_What is being asked_: Quote only the lines from the top of the listing below down to and including the line with "Target: pointed leaf tip".
- Opening Delimiter -
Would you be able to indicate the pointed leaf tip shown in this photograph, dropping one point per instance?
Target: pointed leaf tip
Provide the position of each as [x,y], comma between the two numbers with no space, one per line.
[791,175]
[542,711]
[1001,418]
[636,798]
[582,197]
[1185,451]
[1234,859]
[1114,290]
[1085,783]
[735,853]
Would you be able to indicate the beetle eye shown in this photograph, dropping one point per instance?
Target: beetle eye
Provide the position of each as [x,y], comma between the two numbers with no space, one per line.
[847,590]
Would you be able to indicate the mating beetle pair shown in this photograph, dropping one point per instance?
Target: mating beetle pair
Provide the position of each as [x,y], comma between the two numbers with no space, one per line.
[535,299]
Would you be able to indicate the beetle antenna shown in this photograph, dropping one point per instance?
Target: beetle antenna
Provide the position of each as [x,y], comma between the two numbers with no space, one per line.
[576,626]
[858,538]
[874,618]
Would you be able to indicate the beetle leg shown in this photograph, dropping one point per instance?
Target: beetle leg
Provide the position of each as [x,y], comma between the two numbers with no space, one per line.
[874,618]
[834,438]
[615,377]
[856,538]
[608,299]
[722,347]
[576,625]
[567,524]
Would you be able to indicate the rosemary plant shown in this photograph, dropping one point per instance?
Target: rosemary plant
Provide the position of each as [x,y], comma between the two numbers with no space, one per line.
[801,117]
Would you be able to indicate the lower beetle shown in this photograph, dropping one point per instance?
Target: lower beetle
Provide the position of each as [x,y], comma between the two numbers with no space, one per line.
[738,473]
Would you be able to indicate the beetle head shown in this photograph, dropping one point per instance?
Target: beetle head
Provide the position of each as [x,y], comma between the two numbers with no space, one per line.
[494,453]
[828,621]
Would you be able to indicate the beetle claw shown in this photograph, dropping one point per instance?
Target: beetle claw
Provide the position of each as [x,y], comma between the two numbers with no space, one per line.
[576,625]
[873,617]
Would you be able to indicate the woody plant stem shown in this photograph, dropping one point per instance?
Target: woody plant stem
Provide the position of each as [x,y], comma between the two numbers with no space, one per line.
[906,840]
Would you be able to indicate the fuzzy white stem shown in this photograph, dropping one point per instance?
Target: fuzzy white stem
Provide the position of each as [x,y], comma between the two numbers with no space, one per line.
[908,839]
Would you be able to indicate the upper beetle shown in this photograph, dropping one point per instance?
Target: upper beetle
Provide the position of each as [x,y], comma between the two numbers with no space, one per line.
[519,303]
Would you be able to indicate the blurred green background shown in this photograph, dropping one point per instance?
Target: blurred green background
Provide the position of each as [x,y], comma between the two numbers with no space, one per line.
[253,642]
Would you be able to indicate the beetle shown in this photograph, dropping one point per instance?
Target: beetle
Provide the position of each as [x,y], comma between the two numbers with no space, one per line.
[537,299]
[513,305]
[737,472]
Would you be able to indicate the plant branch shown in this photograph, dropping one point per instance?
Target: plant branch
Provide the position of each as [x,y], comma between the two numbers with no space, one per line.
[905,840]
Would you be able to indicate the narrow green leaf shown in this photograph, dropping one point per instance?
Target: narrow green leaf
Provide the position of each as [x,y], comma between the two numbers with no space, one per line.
- Closing Delimiter -
_Response to this task_:
Would you be able to indicate the pointed leaf tip shown in this photograph, dropping one point per instance?
Target: pointed leaf tip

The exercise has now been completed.